── TASK MATERIAL

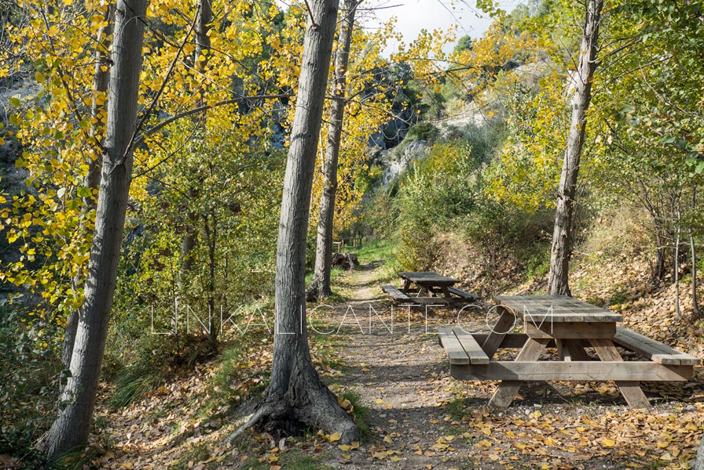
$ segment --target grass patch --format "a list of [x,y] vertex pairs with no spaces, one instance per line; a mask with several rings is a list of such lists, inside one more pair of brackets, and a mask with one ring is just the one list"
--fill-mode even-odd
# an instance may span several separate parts
[[[279,460],[276,464],[288,470],[332,470],[333,468],[296,449],[278,454],[278,457]],[[269,470],[271,464],[263,457],[250,457],[241,468],[243,470]]]
[[360,439],[364,442],[371,435],[369,430],[369,408],[362,403],[362,397],[355,390],[346,390],[340,394],[340,397],[352,404],[352,416],[359,428]]
[[445,412],[455,421],[461,421],[467,414],[465,409],[465,400],[456,398],[445,405]]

────

Copy out every line of the records above word for word, leaving out the pictures.

EXERCISE OUTPUT
$ segment --target grass patch --format "a list of [x,y] vertex pairs with no spaces, one instance per line; a mask with several rings is a list of such lists, inside one more pair of brackets, and a mask with one ring is just the one list"
--fill-mode even-odd
# an instance may span several separate parts
[[[279,460],[276,464],[288,470],[332,470],[333,468],[296,449],[278,454],[278,457]],[[269,470],[271,464],[263,457],[250,457],[241,468],[243,470]]]
[[360,439],[364,442],[371,435],[369,430],[369,408],[362,403],[362,397],[355,390],[346,390],[340,394],[340,397],[352,404],[352,416],[359,428]]
[[445,412],[455,421],[461,421],[467,414],[465,409],[465,400],[456,398],[445,405]]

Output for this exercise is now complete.